> [What you will do] Wherever the string "countertop" appears in the listing, copy that line.

** Opening Data in this exercise block **

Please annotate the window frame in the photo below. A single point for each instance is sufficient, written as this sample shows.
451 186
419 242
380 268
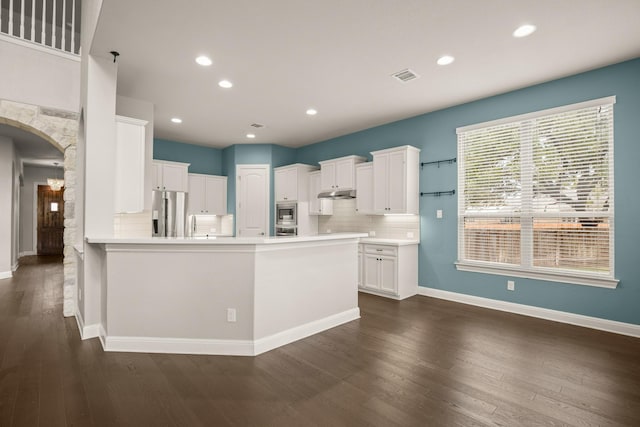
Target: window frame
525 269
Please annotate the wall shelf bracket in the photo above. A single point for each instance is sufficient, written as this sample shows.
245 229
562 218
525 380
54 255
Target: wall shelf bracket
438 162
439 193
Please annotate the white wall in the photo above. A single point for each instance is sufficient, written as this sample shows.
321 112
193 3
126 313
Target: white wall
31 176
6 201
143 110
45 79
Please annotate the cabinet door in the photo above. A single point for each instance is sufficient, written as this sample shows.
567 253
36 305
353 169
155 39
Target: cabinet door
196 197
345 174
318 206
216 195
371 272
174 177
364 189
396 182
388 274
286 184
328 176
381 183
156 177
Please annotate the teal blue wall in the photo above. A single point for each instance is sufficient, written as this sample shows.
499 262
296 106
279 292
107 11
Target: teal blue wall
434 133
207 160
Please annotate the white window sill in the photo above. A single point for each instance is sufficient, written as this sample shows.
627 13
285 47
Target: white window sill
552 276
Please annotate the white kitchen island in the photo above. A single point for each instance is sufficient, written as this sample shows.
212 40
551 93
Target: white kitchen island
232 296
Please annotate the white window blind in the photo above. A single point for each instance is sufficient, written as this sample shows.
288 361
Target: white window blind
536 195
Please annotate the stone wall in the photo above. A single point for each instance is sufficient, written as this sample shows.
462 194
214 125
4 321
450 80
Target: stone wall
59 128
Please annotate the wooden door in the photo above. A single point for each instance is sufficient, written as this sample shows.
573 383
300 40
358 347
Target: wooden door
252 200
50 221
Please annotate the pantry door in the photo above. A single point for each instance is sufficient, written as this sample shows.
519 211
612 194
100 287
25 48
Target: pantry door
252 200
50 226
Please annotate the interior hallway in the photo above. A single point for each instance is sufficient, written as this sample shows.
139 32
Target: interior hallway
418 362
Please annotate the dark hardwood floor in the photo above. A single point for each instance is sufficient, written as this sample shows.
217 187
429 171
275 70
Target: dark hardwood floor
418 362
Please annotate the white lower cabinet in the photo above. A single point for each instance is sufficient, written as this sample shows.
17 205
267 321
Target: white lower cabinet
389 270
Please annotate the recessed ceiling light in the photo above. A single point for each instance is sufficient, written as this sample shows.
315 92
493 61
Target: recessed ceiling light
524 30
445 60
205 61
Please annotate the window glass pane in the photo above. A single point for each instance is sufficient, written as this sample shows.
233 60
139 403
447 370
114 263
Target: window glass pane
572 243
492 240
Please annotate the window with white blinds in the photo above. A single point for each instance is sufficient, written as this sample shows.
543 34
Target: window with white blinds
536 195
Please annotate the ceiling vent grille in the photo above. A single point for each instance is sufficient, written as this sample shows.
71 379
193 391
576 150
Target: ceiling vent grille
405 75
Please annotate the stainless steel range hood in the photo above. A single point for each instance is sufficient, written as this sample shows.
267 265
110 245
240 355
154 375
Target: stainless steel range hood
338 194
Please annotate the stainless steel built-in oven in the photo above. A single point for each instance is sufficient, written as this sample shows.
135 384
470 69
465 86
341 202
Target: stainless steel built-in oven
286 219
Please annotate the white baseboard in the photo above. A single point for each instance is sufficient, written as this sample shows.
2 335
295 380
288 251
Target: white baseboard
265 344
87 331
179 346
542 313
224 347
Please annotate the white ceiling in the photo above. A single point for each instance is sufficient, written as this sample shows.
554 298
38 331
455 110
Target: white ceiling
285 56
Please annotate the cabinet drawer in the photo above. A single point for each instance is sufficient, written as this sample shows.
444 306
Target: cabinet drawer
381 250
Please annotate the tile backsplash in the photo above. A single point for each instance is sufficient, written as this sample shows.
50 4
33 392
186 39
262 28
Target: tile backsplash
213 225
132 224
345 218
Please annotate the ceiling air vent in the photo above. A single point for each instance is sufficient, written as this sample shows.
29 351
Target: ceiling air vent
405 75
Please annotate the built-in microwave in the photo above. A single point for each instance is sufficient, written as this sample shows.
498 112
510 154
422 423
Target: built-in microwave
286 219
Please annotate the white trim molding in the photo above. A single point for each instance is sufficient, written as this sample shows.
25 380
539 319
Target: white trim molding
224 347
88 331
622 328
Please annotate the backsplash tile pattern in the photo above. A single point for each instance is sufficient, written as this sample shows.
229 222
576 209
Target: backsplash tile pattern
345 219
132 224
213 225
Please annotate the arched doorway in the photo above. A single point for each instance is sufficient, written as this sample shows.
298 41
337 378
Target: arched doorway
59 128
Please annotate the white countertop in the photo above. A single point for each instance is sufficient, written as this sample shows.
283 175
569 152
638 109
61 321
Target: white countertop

** Closing Data in this exercise block **
** Opening Data in this exercise block **

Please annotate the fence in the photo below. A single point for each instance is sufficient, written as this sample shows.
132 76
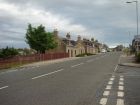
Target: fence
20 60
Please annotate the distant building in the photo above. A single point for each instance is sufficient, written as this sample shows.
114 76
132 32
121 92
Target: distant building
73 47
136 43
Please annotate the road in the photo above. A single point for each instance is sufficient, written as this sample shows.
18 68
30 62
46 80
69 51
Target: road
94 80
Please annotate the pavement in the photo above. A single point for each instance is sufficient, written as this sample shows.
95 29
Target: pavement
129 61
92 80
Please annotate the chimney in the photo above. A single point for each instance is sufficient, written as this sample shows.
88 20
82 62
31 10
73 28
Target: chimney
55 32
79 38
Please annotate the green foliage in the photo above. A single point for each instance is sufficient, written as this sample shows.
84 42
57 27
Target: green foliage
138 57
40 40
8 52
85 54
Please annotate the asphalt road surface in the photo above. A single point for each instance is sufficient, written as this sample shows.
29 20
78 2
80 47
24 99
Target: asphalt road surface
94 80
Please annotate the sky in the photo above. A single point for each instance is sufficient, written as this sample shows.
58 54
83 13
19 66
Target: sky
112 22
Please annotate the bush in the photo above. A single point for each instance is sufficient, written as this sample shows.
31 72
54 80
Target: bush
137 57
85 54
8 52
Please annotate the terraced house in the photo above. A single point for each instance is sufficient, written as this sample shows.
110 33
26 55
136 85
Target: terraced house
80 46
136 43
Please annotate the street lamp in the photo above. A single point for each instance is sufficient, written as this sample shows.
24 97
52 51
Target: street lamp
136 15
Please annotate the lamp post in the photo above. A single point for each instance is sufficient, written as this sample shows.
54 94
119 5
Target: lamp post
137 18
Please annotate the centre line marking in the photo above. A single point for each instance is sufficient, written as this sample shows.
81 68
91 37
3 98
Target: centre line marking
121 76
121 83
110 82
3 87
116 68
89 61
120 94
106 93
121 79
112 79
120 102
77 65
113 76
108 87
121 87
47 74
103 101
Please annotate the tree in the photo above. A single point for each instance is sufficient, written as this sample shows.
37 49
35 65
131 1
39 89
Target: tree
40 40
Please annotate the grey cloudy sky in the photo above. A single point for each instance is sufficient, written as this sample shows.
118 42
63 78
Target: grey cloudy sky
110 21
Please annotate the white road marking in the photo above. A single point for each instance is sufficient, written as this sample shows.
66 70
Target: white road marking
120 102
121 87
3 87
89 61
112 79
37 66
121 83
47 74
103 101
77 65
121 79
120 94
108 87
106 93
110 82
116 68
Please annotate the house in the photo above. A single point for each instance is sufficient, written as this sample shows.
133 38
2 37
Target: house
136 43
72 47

** Closing Data in this exercise block **

> [Written response]
Please annotate the white countertop in the photo above. A single point for each instance is sufficient, written as this sample shows.
Target: white countertop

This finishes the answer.